■ What to produce:
Write the data out again, exactly as given.

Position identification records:
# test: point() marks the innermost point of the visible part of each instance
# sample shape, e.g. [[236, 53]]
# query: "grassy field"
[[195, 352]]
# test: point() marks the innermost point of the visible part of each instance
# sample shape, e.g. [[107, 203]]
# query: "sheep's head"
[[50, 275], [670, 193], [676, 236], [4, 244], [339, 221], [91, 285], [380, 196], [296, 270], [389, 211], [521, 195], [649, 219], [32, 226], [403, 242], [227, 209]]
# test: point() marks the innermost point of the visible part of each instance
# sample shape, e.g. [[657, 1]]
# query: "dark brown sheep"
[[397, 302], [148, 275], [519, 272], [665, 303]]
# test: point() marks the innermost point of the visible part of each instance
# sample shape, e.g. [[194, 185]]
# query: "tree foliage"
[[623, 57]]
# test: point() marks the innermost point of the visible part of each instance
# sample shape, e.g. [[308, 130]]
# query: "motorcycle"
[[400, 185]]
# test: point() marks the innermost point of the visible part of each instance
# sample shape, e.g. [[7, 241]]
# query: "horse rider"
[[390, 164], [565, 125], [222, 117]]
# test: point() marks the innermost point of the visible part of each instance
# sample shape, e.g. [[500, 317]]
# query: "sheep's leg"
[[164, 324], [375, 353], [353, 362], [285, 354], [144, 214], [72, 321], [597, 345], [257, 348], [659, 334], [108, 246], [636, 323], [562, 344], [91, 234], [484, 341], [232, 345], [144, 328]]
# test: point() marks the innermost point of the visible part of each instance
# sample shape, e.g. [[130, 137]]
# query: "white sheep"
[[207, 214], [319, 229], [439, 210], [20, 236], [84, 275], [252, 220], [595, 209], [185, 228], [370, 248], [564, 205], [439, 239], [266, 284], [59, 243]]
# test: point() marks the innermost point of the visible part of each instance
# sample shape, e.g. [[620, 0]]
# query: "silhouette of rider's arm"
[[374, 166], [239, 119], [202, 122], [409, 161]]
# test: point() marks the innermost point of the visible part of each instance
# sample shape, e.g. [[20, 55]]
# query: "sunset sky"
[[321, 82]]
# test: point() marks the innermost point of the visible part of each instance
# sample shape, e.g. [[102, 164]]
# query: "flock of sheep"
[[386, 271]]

■ Task response:
# test: point() marks the innermost point of the visible part of each instance
# sample shape, e.g. [[236, 53]]
# query: "grassy field"
[[195, 352]]
# test: point() marks the innermost point of the visible part of each instance
# sample shape, e.g. [[107, 203]]
# query: "sheep's head"
[[50, 275], [670, 193], [676, 236], [4, 244], [339, 221], [91, 285], [380, 196], [296, 270], [389, 211], [521, 195], [649, 219], [32, 226], [403, 242], [227, 209]]
# test: point() marks the innermost point of the visible part of each instance
# sample shape, e.g. [[657, 1]]
# query: "dark brown sheep"
[[397, 302], [148, 275], [519, 272], [665, 303]]
# test: point() marks the innermost point of the visible part of each instance
# sample shape, e.g. [[194, 185]]
# query: "tree foliage"
[[623, 57]]
# test: point() marks the innermost point of the visible part of each instance
# sample shape, e.g. [[308, 130]]
# query: "motorcycle"
[[400, 185]]
# test: point() marks the innermost point of the visible part of each instance
# sample shape, e.g. [[7, 241]]
# query: "horse rider"
[[390, 164], [565, 125], [222, 117]]
# test: point() marks the innermost point of the visible part of each instance
# sample shape, e.g. [[500, 317]]
# query: "sheep's leg"
[[164, 324], [375, 353], [353, 362], [285, 354], [144, 214], [72, 321], [597, 345], [257, 348], [659, 334], [108, 246], [636, 323], [562, 344], [91, 234], [484, 341], [232, 345], [144, 328]]
# test: point() marks the innermost point of the visible part of each instance
# sample shape, e.g. [[130, 137]]
# query: "white sheep"
[[207, 214], [319, 229], [439, 210], [20, 236], [84, 275], [252, 220], [595, 209], [185, 228], [370, 248], [564, 205], [439, 239], [266, 284], [59, 243]]
# test: point() marks the innermost point of the visible part of each instance
# sample shape, e.g. [[620, 0]]
# query: "silhouette of rider's arm"
[[374, 166], [239, 119], [202, 122], [409, 161]]
# test: point() marks the innermost point of the visible part of each instance
# sample shape, e.g. [[20, 55]]
# query: "sunset sky"
[[321, 82]]
# test: point() marks the innermost point of the visible part of each instance
# sample shape, e.g. [[102, 164]]
# query: "flock of sheep"
[[386, 271]]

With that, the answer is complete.